### [Stated exercise]
Please rewrite the data below, starting at the line that contains "If you could mark the framed" and ending at the last line of the data, with every point coordinate multiplied by 0.2 and rounded to a whole number (halves round up). Give only those lines, keeping the other lines' wording unchanged.

### [Data from a dataset]
****************

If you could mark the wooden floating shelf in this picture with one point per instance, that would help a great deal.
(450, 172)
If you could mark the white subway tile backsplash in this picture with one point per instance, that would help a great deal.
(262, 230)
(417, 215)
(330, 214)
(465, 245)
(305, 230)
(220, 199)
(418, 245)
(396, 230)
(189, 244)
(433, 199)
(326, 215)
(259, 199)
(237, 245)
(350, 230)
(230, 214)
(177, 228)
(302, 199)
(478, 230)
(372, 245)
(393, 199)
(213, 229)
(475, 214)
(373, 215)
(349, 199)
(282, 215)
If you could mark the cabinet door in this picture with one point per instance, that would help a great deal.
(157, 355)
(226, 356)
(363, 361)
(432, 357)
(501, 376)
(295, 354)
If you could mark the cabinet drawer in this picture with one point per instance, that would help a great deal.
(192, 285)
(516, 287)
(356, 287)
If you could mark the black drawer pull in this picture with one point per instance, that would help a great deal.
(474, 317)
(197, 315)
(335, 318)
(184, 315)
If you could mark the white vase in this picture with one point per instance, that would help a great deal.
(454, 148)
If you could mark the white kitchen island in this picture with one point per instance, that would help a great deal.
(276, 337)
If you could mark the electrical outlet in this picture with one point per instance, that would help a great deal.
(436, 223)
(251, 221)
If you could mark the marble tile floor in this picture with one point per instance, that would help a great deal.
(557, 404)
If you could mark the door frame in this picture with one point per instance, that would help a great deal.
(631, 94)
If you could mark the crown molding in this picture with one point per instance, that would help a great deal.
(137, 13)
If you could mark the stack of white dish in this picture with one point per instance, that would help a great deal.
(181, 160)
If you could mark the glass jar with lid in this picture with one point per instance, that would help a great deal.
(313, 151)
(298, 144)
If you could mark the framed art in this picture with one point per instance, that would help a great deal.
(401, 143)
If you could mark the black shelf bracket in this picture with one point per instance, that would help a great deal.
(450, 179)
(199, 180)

****************

### [Solution below]
If you could mark the framed art in this picture with one point per instance, that would help a great deal.
(80, 29)
If you could mark the black shelf bracket in this picture with one point per instance, that would help a great deal.
(90, 36)
(40, 36)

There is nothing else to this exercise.